(Data excerpts)
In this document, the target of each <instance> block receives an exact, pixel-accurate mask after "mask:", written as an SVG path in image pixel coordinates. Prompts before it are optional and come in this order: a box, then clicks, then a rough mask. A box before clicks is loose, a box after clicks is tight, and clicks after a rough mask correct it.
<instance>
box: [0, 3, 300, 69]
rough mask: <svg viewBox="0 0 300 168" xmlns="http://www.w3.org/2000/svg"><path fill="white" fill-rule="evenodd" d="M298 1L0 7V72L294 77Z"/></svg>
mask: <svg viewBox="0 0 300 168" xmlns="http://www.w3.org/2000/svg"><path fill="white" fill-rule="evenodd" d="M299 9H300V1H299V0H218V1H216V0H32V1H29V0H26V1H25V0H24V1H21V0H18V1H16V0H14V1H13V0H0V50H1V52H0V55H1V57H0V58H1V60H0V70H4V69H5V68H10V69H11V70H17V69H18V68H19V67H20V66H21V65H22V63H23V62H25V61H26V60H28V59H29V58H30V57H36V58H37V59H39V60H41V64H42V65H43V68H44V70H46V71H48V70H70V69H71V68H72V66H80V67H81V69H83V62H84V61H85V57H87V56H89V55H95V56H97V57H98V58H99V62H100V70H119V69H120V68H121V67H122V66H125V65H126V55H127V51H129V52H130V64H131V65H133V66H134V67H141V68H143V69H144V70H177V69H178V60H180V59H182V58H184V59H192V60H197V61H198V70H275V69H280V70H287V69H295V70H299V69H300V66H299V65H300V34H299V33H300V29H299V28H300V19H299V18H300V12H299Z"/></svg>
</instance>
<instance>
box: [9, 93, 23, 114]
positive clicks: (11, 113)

- Exercise directions -
Read through the records above and copy the lines that contain "instance".

- Your response -
In this document, the target of each <instance> block receives an exact, pixel-accurate mask after "mask:", written as an SVG path in image pixel coordinates. Prompts before it are optional and come in this order: a box, then clicks, then a rough mask. A box before clicks is loose, a box after clicks is tight, and clicks after a rough mask correct it.
<instance>
</instance>
<instance>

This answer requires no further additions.